======== Extracted data

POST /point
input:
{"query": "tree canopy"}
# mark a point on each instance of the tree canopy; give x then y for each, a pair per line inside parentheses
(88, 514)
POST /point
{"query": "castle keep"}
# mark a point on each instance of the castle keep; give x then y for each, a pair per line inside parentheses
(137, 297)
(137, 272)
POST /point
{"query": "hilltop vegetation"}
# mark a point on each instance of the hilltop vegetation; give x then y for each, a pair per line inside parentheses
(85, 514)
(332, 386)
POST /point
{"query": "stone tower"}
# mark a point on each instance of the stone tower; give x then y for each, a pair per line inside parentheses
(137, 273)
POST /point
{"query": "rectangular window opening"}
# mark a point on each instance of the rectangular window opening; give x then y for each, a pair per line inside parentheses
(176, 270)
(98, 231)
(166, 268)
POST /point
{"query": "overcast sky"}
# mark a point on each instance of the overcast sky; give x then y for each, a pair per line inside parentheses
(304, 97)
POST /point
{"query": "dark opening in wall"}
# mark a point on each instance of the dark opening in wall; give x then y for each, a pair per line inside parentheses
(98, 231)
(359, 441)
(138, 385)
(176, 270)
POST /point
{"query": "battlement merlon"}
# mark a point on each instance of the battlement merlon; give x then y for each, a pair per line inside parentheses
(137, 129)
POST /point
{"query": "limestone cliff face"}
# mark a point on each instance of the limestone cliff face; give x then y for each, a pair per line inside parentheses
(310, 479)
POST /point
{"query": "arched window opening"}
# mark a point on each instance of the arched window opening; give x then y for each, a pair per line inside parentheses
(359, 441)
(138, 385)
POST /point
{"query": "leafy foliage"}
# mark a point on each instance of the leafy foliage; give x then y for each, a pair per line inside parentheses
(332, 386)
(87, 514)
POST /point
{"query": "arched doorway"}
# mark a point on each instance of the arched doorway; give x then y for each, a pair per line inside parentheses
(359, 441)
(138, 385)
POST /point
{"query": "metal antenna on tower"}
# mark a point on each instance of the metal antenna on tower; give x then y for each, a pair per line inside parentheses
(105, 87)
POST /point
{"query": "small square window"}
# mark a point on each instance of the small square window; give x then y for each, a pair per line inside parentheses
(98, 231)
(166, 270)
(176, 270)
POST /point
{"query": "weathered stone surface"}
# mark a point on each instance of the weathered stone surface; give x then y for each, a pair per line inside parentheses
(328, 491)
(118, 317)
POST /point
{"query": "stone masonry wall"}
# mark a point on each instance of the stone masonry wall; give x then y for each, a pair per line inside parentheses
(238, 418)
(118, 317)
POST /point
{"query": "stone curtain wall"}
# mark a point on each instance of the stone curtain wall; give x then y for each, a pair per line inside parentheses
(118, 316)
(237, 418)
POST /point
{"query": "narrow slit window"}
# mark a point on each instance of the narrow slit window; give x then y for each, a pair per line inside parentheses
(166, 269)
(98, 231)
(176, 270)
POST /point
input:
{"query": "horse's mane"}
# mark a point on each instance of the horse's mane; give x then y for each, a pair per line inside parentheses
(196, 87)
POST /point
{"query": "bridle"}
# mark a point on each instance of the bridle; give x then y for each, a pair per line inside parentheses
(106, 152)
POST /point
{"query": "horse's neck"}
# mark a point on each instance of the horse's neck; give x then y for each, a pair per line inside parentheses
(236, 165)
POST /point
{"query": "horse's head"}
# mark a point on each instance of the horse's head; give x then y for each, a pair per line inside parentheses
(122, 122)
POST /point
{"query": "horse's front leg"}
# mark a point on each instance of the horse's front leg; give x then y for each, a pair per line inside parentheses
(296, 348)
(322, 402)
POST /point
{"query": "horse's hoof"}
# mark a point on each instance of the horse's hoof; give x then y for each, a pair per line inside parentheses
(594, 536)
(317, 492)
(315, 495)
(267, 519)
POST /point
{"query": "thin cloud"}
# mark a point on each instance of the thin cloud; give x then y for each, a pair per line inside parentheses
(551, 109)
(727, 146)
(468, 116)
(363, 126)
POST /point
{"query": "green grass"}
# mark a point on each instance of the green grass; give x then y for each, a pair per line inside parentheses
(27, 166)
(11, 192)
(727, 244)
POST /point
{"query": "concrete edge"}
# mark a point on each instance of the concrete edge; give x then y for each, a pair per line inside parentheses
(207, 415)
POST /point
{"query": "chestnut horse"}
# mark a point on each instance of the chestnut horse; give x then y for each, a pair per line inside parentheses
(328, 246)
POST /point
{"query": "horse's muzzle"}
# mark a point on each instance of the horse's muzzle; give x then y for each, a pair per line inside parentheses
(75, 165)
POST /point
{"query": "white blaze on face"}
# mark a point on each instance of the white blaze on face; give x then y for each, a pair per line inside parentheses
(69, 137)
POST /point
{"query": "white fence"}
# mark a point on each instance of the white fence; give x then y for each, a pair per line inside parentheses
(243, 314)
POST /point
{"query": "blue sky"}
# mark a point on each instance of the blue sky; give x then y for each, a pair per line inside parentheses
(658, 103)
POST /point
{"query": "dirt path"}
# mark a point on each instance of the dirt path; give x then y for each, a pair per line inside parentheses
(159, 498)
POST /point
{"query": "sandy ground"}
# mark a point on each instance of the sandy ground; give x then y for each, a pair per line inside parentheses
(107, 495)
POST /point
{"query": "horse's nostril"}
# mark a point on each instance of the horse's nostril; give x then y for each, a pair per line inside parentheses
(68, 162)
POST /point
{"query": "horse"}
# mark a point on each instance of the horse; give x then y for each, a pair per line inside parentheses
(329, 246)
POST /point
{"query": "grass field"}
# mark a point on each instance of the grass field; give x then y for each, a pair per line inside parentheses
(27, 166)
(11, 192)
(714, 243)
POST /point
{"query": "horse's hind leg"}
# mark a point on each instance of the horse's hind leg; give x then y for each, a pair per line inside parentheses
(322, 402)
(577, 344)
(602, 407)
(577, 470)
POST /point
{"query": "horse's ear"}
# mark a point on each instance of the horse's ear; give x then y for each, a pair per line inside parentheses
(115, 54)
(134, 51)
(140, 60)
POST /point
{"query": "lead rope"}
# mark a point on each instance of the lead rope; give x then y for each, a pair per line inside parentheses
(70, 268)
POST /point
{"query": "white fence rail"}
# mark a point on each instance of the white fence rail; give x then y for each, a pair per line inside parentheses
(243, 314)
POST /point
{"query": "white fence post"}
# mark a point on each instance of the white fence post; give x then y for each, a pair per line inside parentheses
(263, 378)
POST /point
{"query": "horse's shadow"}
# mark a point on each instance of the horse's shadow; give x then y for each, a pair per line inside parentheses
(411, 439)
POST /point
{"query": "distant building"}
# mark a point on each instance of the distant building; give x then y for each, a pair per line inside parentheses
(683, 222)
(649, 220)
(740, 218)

================

• **Given exercise**: Copy out each line above, character for character.

• **Final result**:
POST /point
input:
{"query": "tree canopy"}
# mark a point on each instance of the tree canopy; give x then y for each, a pair per line inside parentheses
(88, 514)
POST /point
{"query": "castle keep"}
# mark a point on each instance of the castle keep; give x then y for each, a pair per line inside parentheses
(137, 297)
(137, 272)
POST /point
{"query": "hilltop vegetation"}
# mark a point on each instance of the hilltop vegetation; give x then y for each, a pair per line inside parentheses
(85, 514)
(332, 386)
POST /point
{"query": "stone tower"}
# mark a point on each instance of the stone tower; give x then y for each, a pair per line inside parentheses
(137, 273)
POST /point
{"query": "rectangular window opening"}
# mark a point on each instance of the rectangular window opening; give x then y for each, a pair per line inside parentheses
(176, 270)
(98, 231)
(166, 268)
POST /point
{"query": "overcast sky"}
# mark a point on each instance of the overcast sky; give x then y for each, a pair per line inside parentheses
(304, 97)
POST /point
{"query": "dark opening in wall"}
# mark a point on each instance of the dark opening in wall; give x then y for each, a pair per line inside parentheses
(98, 231)
(359, 441)
(138, 385)
(176, 270)
POST /point
{"query": "battlement merlon"}
# mark a point on each instance of the battlement merlon; give x then y for each, a pair per line inside parentheses
(137, 129)
POST /point
{"query": "limestone cliff face"}
# mark a point on each instance of the limestone cliff face; give x then y for each, a pair per line inside parentheses
(310, 479)
POST /point
{"query": "arched window opening"}
# mark a point on each instance of the arched window opening; give x then y for each, a pair per line inside parentheses
(359, 441)
(138, 385)
POST /point
{"query": "leafy foliage"}
# mark a point on each instance of the leafy foliage; give x then y for each, a pair per line inside parentheses
(332, 386)
(87, 514)
POST /point
{"query": "arched doorway"}
# mark a point on each instance of the arched doorway; give x then y for each, a pair per line inside parentheses
(359, 441)
(138, 385)
POST /point
{"query": "metal antenna on tower"}
# mark a point on each instance of the metal antenna on tower; give x then y for each, a pair per line inside parentheses
(105, 87)
POST /point
{"query": "small square window"}
# mark a point on each instance of the small square window; give x then y for each, a pair per line inside parentheses
(98, 231)
(166, 270)
(176, 270)
POST /point
{"query": "weathered stone surface"}
# mark a point on each instance of the weathered stone surface; give x then y for each, a pair per line inside parentheses
(328, 491)
(118, 317)
POST /point
{"query": "stone masonry wall"}
# mark a point on each instance of the stone masonry wall; give x then y for each, a pair per line inside parentheses
(238, 418)
(118, 317)
POST /point
{"query": "stone curtain wall"}
# mark a point on each instance of the stone curtain wall; give x then y for each, a pair per line inside parentheses
(118, 316)
(237, 418)
POST /point
{"query": "narrow slit window"}
# mark a point on each instance of the narrow slit window; give x then y for each, a pair per line inside parentheses
(166, 269)
(98, 231)
(176, 270)
POST /point
input:
{"query": "horse's mane"}
# mark a point on each instance of the horse's mane; give x then y for each, a pair per line inside parentheses
(196, 87)
POST /point
{"query": "bridle"}
# mark a point on each instance of the bridle; give x then y for each, a pair per line inside parentheses
(106, 152)
POST /point
{"query": "horse's neck"}
# mark a point on each instance of the horse's neck; give x then y for each, a pair per line inside parentheses
(236, 165)
POST /point
{"query": "horse's head"}
# mark a point on each instance of the horse's head; give x then y for each, a pair per line inside parentheses
(122, 122)
POST /point
{"query": "horse's front leg"}
# mark a point on each instance of the horse's front leg; give x then y for each, a pair per line inside parentheses
(296, 348)
(322, 402)
POST /point
{"query": "horse's hoof"}
# mark a point on each instance of the horse's hoof; give x then y for each, a pair per line inside parentheses
(594, 536)
(317, 492)
(315, 495)
(267, 519)
POST /point
{"query": "thin cloud"}
# mark a point on each instance of the thin cloud; give x then y for each, a pair per line inside parentheses
(551, 109)
(727, 146)
(468, 116)
(363, 126)
POST /point
{"query": "green grass"}
# mark a point on each instance of the green grass; give x then y for each, a pair per line inside parentheses
(27, 166)
(11, 192)
(727, 244)
POST /point
{"query": "concrete edge"}
# mark a point on each instance of the concrete edge; give x then y for each, a pair per line inside parentheses
(207, 415)
POST /point
{"query": "chestnut horse"}
# mark a point on each instance of the chestnut horse; give x then y for each, a pair per line inside parentheses
(328, 246)
POST /point
{"query": "horse's muzzle"}
# mark a point on each instance of the horse's muzzle; give x then y for each, a pair per line inside parentheses
(75, 165)
POST /point
{"query": "white blaze on face"}
# mark a point on each instance of the white blaze on face; give x then y for each, a pair per line inside parentheses
(69, 137)
POST /point
{"query": "white fence"}
# mark a point on each instance of the white fence; give x then y for each, a pair per line inside parentheses
(243, 314)
POST /point
{"query": "blue sky"}
# mark a point on each instance of the blue sky; give x then y for each, a pair per line inside parentheses
(658, 103)
POST /point
{"query": "dirt path"}
# mark a point on each instance of the dirt path; give x then y for each, a pair per line inside parentheses
(159, 498)
POST /point
{"query": "sandy ground"}
# mark a point on each instance of the sandy ground; give x then y for each, a pair per line inside parentheses
(107, 495)
POST /point
{"query": "horse's nostril"}
# mark a point on each instance of the horse's nostril; give x then y for each, a pair per line inside parentheses
(68, 162)
POST /point
{"query": "horse"}
# mark a point on each instance of the horse; give x then y for each, a pair per line inside parentheses
(329, 246)
POST /point
{"query": "grass field"}
# mark a point on each instance of the grass field; give x then y for each, a pair per line inside parentheses
(27, 166)
(11, 192)
(714, 243)
POST /point
{"query": "horse's hind leg"}
# mark a point on each instance of the horse's hind leg; give x then y for each, a pair per line inside parentheses
(322, 402)
(577, 344)
(602, 407)
(577, 470)
POST /point
{"query": "horse's ear"}
# mark a point on each instance of the horse's ear; give x then y for each, a pair per line inside parentheses
(115, 54)
(134, 51)
(140, 60)
POST /point
{"query": "lead rope"}
# mark a point on each instance of the lead rope; give x then y for each, a pair per line inside parentheses
(70, 268)
POST /point
{"query": "white fence rail"}
# mark a point on each instance of the white fence rail; give x then y for each, a pair per line inside parentheses
(243, 314)
POST /point
{"query": "white fence post"}
# mark a point on each instance of the white fence post; give x then y for each, a pair per line inside parentheses
(263, 378)
POST /point
{"query": "horse's shadow"}
# mark a point on each instance of the horse's shadow; give x then y for each, a pair per line inside parentheses
(411, 439)
POST /point
{"query": "distant building"}
# mark a point on each instance of the distant building; give x then y for each, a pair per line inside parentheses
(683, 222)
(649, 220)
(740, 218)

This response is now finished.